• **Texte fourni**
▼

Le soulèvement s’étend à tout Israël (Palestine) et les chrétiens locaux sont durement at­ta­qués par les partisans de Bar Kochebah qui exigent qu’ils renient le christ Jésus (té­moignages de Justin, Eusèbe, 0rose) (note 23).Jérusalem est aux mains de révoltés et dans Ble Temple, a demi reconstruit, les offrandes reprennent, un grand prêtre (Éléasar) est choisi. Hadrien envoie alors une armée commandée par le commandant en chef de la Grande Bretagne : Jules Sévère. au bout de trois ans Jérusalem est prise par T. Annius Rufus (gouverneur de la pro­vince) qui fait passer la charrue sur l’emplacement du Temple. Sévère ne fait pas de cam­pa­gnes, de batailles, il affame les populations. finale­ment Bar Kochebah et ses fidèles sont retranchés dans un réduit, la forteresse mon­tagneuse de Béther (note 24), au sud de Jérusalem. Bar Kochebah et sans doute aussi Rabbi Aqiva sont mis à mort avec nombre d’autres martyrs, mais on n’a guère de témoignages sur la fin de la sédition. qui, dans son ensemble, donnera lieu à des récits d’épopée.
La guerre a été coûteuse en hommes et en argent pour Hadrien. Jérusalem devient Aelia capitolina (n.b. aelia, féminin d’aélius, prénom d’Hadrien, capitolina : du capitole, non seulement de la capitale de l’empire, mais du lieu du pouvoir impérial romain) et elle est repeuplée avec des populations païennes, les juifs sont dépossédés par Rome de leur terre (devenue province romaine de Palestine). dispersés dans l’empire, à partir de 138, l’empereur Antonin ayant aboli les édits d’Hadrien, ils jouissent de la reconnaissance légale avec un statut religieux par­­­ti­­cu­lier, unique dans l’empire (ils sont dispensés des actes de vénération rendus aux empereurs).
La ruine du Temple et la grande dispersion des Juifs expliquent l’essor du juda­ïs­me rabbinique et talmudique sous l’impulsion de Yorhanan ben Zakkaï et dont le christianisme sera désormais le vis-à-vis. les chrétiens d’origine juive chassés des synagogues peu­vent avoir été pour quelque chose dans la naissance des gnosticismes (les Elkésaïtes) ou de sectes comme celle des Ébionites. leur disparition (sans doute chose faite à la fin du ii e siècle), jointe au choix que les pagano-chrétiens feront de la rationalité grecque plutôt que des religions orientales, explique l’hellénisation rapide du chris­tia­nisme primitif.
Arrivés à ce point, on doit souligner que les communautés tant juives que chrétiennes connaissent pendant ces années de terribles traumatismes. En 135, la province romaine de Palestine est ravagée, la Judée n’est plus qu’un désert, les esclaves juifs se vendent moins cher qu’un cheval sur le marché annuel des Thérébinthes, près d’Hébron. les chrétiens, eux, souffrent des persécutions générales qui s’étendent sur trois siècles de façon intermittente, mais toujours renouvelées (note 25). sous Dioclétien (au iv ème siècle) les fonctionnaires et militaires chrétiens sont licenciés, un édit de 303 ordonne la destruction de toutes les communautés chrétiennes, la destruction des bibles. Les chrétiens meurent martyrs, sont réduits en escla­vage, envoyés dans les mines de sel, les femmes livrées aux lupanars (note 26).

▲

• **Données fournies**
▼

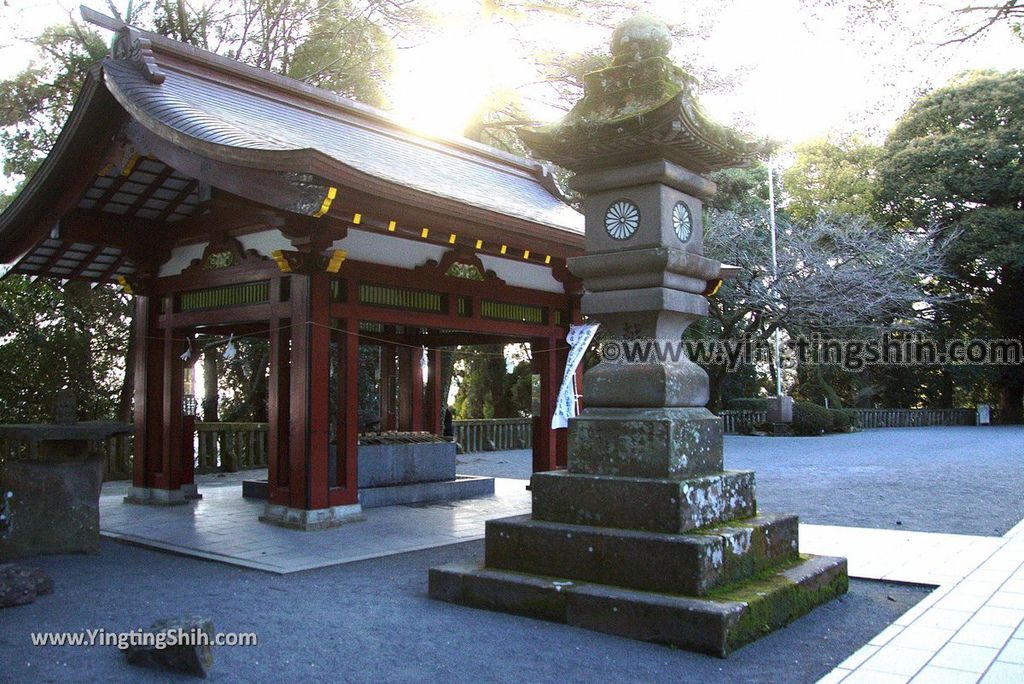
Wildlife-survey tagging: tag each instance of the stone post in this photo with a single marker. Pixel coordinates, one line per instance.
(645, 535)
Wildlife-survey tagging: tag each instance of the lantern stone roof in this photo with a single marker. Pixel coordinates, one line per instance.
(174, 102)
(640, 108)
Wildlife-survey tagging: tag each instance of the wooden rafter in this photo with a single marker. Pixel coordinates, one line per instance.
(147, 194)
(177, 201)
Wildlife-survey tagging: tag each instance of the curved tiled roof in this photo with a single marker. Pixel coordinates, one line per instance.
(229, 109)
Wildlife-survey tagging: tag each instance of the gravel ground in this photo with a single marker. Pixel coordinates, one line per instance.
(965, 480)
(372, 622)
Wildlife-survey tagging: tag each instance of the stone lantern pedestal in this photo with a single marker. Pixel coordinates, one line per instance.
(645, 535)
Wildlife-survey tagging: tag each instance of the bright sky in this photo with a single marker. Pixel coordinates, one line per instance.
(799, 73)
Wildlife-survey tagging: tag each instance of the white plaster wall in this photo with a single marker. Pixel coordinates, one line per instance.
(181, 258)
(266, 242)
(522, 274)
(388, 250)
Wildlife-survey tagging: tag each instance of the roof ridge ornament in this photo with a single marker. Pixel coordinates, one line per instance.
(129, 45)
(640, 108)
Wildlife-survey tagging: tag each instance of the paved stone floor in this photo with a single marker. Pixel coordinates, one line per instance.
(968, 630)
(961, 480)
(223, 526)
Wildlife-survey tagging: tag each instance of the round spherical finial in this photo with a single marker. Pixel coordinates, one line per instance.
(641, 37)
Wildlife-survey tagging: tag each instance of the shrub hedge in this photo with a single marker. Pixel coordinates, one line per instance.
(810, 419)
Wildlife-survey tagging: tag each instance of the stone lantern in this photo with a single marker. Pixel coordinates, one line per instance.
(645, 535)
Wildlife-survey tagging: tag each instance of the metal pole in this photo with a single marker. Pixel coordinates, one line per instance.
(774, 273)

▲
▼

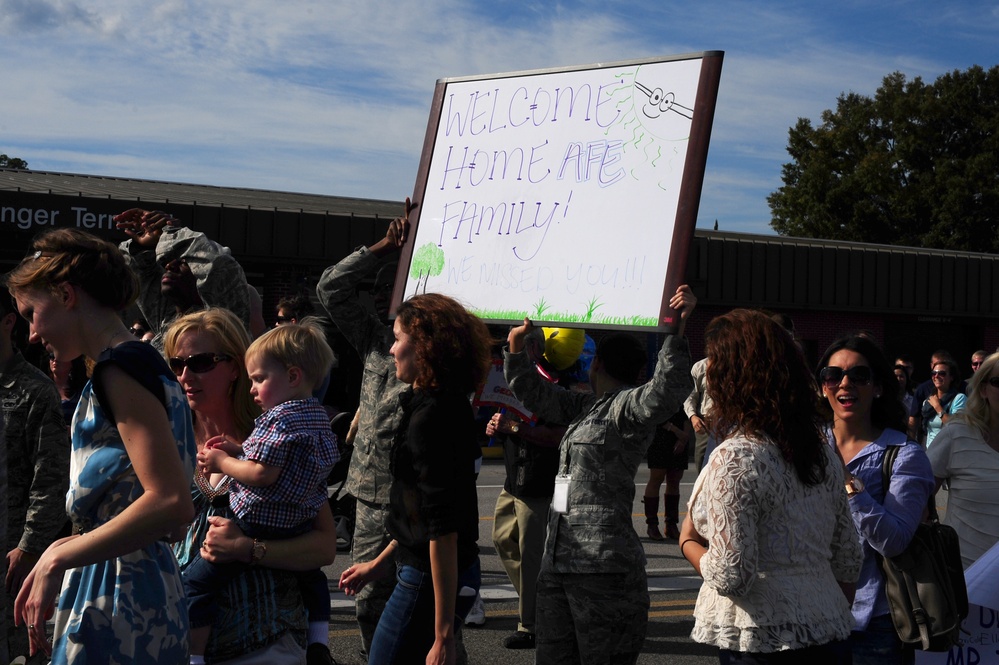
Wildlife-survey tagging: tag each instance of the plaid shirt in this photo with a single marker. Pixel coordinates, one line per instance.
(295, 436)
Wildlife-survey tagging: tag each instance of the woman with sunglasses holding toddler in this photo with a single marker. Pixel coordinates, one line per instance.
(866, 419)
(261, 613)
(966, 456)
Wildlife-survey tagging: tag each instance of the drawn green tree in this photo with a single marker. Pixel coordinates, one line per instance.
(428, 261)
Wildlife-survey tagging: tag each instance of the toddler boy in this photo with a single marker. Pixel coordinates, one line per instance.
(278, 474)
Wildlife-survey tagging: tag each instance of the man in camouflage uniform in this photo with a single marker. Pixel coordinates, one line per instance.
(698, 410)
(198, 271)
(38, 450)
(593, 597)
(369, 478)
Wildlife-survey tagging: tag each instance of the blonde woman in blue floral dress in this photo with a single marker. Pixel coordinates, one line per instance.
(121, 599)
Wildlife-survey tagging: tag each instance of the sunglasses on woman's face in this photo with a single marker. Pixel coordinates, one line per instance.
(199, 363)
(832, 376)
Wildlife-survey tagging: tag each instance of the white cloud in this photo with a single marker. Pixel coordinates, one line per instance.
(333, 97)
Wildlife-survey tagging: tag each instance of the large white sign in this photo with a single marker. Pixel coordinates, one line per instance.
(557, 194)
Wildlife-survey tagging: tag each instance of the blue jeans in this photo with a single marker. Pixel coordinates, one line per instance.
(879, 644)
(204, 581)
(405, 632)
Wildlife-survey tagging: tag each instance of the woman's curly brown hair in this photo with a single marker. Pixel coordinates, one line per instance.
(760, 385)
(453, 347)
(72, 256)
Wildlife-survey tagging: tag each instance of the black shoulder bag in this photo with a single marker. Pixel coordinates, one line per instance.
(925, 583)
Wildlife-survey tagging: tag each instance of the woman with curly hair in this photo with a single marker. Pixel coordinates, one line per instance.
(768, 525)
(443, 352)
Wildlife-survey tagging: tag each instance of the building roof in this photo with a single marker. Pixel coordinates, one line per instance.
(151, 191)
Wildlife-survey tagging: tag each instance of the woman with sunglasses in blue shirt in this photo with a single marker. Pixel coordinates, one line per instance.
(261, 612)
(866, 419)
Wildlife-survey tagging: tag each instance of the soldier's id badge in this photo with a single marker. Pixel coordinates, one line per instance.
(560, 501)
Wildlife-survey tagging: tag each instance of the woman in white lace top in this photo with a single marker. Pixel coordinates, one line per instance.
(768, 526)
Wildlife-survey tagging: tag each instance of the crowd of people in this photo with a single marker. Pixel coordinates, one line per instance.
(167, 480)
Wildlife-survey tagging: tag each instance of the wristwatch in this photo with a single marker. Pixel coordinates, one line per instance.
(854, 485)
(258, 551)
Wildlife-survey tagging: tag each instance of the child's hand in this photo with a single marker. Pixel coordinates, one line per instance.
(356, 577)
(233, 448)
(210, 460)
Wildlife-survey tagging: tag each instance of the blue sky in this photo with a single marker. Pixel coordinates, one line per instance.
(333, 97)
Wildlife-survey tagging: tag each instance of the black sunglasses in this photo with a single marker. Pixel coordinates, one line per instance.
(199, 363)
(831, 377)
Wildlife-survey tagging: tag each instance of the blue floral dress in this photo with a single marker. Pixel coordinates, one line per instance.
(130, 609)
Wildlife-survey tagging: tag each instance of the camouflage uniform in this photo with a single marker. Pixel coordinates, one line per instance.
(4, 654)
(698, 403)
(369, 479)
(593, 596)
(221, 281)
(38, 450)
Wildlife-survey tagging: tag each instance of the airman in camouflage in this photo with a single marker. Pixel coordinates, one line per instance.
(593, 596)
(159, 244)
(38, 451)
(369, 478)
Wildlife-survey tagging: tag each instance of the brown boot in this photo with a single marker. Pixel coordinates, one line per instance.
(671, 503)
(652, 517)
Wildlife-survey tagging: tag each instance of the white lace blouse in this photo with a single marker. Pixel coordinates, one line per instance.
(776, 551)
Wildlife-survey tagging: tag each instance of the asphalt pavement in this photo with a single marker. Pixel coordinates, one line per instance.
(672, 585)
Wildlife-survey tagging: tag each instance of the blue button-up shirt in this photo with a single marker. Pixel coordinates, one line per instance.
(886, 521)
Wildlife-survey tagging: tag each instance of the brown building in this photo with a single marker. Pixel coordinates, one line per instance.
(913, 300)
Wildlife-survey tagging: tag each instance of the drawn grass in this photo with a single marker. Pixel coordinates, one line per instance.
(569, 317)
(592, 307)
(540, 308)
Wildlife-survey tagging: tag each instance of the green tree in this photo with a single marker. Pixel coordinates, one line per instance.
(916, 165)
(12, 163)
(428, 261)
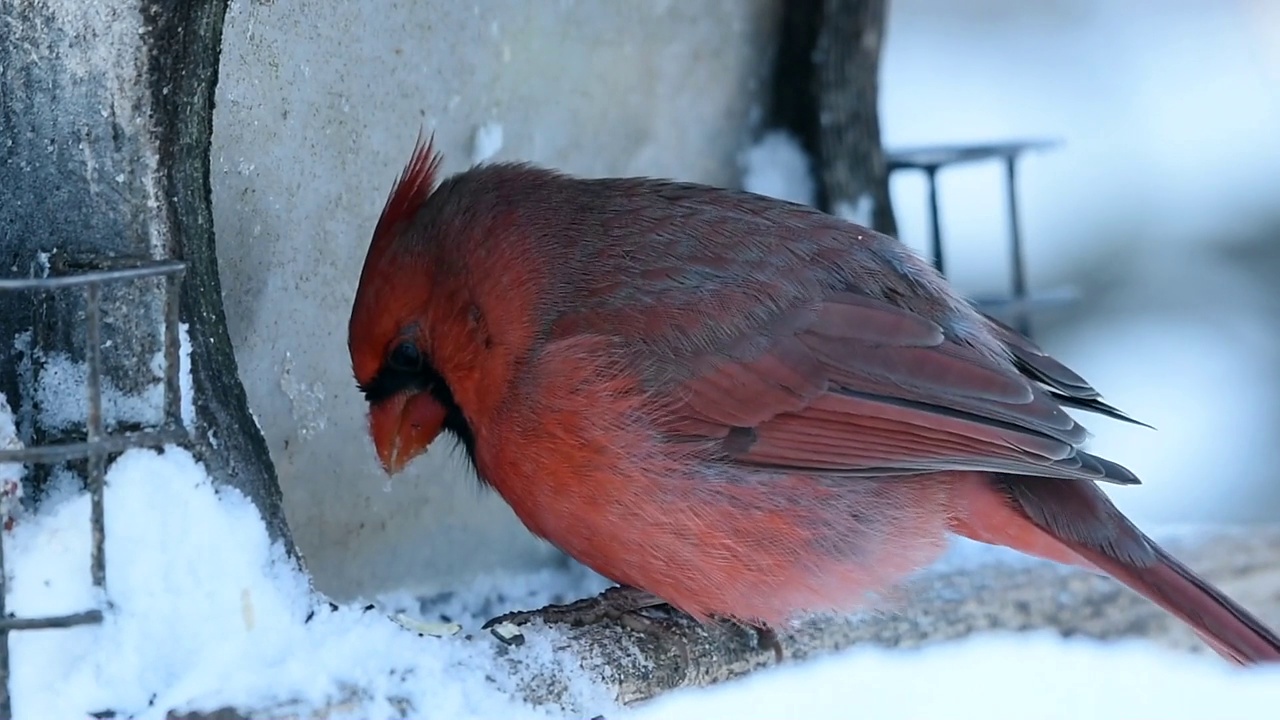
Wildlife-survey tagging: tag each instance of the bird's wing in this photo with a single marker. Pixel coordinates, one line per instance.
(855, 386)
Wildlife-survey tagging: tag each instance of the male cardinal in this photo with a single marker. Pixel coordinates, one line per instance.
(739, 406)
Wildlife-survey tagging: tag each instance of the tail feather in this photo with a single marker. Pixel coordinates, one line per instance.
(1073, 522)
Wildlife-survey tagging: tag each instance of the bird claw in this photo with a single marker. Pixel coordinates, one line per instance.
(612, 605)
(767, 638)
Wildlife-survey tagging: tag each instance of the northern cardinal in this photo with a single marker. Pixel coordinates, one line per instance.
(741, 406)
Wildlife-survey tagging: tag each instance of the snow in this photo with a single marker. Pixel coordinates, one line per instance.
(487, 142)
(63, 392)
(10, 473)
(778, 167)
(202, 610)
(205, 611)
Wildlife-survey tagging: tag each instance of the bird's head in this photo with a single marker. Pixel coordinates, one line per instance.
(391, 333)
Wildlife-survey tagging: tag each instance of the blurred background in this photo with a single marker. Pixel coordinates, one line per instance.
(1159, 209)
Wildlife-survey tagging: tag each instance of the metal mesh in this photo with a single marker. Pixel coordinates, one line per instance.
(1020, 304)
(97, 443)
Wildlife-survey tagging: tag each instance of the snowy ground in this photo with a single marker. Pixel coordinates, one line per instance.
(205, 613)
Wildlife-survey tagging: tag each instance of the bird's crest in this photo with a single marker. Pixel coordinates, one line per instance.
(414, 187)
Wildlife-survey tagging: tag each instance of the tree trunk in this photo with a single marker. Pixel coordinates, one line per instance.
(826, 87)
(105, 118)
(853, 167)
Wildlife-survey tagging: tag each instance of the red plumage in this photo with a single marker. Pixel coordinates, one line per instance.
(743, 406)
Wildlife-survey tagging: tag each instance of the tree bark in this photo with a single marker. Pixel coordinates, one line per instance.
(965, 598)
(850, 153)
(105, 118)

▲
▼

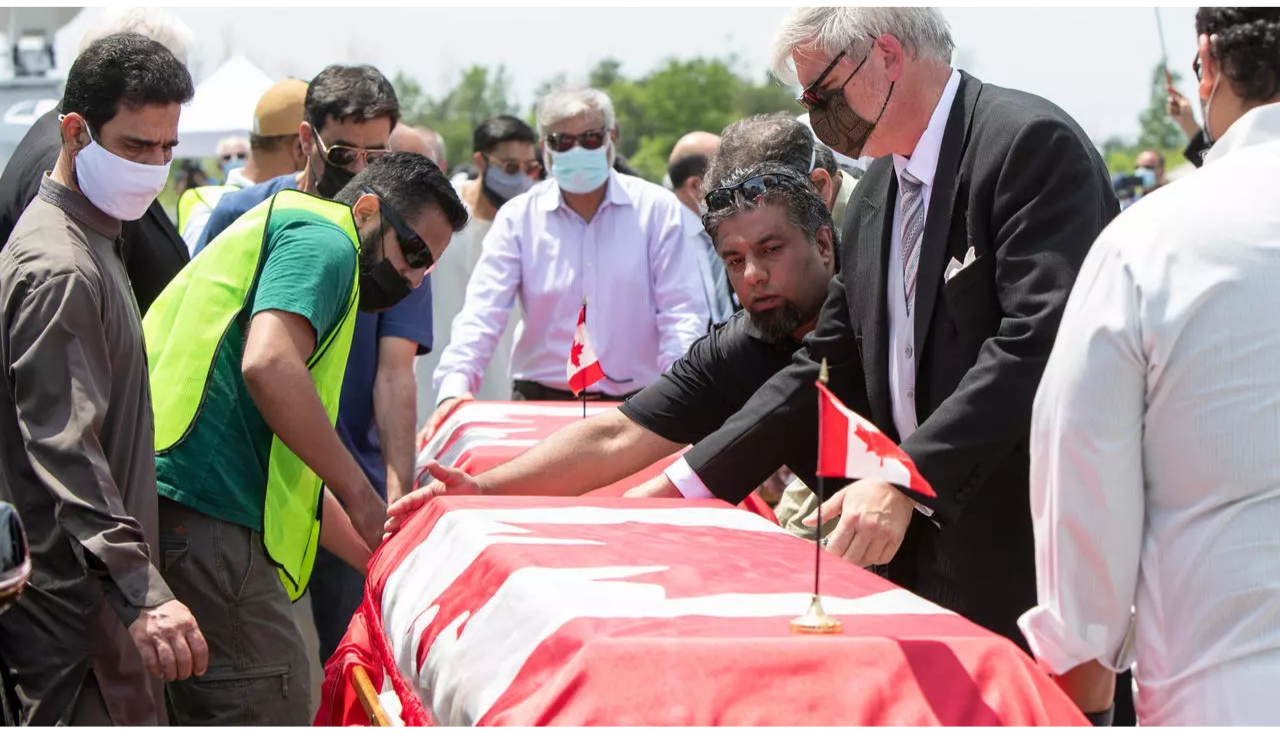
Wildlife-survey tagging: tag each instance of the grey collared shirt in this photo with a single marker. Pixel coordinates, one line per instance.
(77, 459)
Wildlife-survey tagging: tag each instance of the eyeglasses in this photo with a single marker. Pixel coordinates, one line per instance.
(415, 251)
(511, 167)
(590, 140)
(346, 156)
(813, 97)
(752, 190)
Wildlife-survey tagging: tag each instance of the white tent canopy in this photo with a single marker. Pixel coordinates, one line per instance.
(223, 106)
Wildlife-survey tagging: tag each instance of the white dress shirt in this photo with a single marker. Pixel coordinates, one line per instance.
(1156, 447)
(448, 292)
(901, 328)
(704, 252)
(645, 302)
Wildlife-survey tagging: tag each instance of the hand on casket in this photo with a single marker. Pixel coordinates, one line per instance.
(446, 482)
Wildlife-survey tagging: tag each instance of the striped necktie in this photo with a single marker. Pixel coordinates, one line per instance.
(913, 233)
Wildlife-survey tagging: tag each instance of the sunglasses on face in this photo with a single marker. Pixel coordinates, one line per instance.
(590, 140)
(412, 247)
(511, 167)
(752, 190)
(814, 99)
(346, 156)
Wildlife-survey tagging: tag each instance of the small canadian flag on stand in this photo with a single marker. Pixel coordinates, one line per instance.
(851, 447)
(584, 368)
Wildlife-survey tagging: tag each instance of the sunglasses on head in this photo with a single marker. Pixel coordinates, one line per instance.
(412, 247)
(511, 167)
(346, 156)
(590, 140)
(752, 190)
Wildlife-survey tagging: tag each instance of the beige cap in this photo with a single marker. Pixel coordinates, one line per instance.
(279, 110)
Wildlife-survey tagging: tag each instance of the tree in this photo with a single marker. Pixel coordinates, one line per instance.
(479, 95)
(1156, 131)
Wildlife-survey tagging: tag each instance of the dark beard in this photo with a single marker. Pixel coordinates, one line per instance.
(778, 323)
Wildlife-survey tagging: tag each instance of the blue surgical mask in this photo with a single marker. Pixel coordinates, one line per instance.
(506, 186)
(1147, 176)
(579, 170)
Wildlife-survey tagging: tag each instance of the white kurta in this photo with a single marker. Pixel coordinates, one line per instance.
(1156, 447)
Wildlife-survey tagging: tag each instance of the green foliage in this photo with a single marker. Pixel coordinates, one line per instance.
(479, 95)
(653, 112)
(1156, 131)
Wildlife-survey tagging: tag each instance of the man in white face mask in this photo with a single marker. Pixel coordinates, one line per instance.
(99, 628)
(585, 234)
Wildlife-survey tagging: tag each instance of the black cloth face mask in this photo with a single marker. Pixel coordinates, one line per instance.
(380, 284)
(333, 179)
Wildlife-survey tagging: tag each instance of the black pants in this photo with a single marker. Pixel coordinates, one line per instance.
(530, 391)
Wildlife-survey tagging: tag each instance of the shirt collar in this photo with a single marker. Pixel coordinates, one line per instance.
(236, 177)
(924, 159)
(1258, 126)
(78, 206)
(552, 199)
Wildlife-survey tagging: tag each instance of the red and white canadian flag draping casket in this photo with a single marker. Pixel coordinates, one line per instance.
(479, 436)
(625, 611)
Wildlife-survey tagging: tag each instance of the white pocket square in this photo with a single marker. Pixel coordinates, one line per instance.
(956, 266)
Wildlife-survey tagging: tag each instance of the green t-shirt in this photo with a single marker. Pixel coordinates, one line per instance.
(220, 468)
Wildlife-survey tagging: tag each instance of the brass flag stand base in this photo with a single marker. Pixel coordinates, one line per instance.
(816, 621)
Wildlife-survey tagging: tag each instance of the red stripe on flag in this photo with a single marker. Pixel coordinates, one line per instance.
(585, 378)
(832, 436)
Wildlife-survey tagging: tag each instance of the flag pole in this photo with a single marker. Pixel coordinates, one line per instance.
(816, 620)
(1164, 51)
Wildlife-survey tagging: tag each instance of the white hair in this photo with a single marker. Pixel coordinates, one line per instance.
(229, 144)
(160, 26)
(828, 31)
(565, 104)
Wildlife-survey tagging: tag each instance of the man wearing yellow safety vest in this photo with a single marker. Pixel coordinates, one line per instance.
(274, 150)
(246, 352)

▲

• **Consignes**
1: Relevez tous les empereurs romains nommés dans le texte sur la révolte de Bar Kochebah.
2: Reprenez le texte sur la révolte de Bar Kochebah et ses suites à partir de l'endroit où il s'arrête.

• **Réponses par consigne**
1: Hadrien, Antonin, Dioclétien

2:
De part et d’autres, les communautés sont obligées de parer à leur survie immédiate et à affirmer leur identité de manière plus forte. la fossé entre Juifs et chrétiens ne cesse de s’agrandir. et pourtant des dialogues peuvent encore exister.
135, Justin : Dialogue avec Tryphon :
Justin est un intellectuel grec né en Palestine en 100 qui embrasse le christianisme et écrira, entre autres, ce dialogue avec un juif du nom de Tryphon. il mourra martyr, à Rome, en 165.
Vers la fin du dialogue, pour la première fois, est clairement conçue et affirmée par un chrétien la revendication d’être le vrai Israël (comme, aussi, la vraie philosophie). « la société chrétienne, œuvre des apôtres, est en toute vérité la race promise à Abraham, l’héritière de toutes les promesses de l’Ancien Testament » (note 27). cette prétention a devancé l’établissement du christianisme comme religion de l’empire sous Constantin et, surtout, Théodose (note 28). un chré­tien se pense et s’exprime dans des termes qui, jusqu’ici, n’étaient recevables qu’au sein d’Is­raël (que la communauté de Qumrân se dise communauté de la nouvelle alliance, qu’elle se présente comme nouvel Israël, reste d’Is­raël, ou vrai Israël pouvait être légitime du moment qu’elle était exclusivement constituée de Juifs).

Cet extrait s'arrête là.